Repeat the listing below word for word, leaving out the pictures.

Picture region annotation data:
= = = = =

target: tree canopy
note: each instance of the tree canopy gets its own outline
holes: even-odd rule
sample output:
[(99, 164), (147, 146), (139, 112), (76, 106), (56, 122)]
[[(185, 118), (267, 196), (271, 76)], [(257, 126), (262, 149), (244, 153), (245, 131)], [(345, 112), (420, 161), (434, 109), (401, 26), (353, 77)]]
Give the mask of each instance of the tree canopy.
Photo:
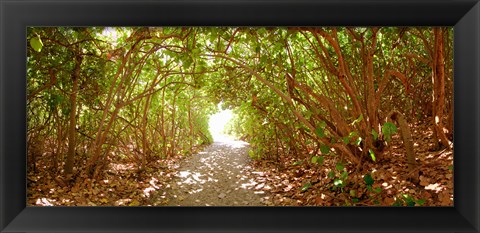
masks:
[(70, 186), (194, 154), (218, 104), (252, 158), (336, 171), (342, 190), (395, 140), (417, 183), (415, 144), (453, 148), (452, 28), (29, 27), (27, 41), (29, 172)]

= = = = =

### ANSWER TO THIS EXERCISE
target: tree canopy
note: each instance of the tree canopy gets its own outline
holes: even-odd rule
sample output:
[(99, 164), (147, 146), (139, 112), (76, 106), (56, 122)]
[[(185, 118), (267, 196), (271, 76)], [(257, 126), (262, 149), (244, 153), (245, 131)], [(345, 112), (420, 161), (434, 109), (401, 26), (353, 77)]]
Give the mask of each instance of the tree canopy.
Photo:
masks:
[(70, 186), (194, 154), (218, 104), (252, 158), (336, 171), (342, 190), (395, 140), (417, 183), (415, 144), (453, 148), (452, 28), (29, 27), (27, 41), (29, 172)]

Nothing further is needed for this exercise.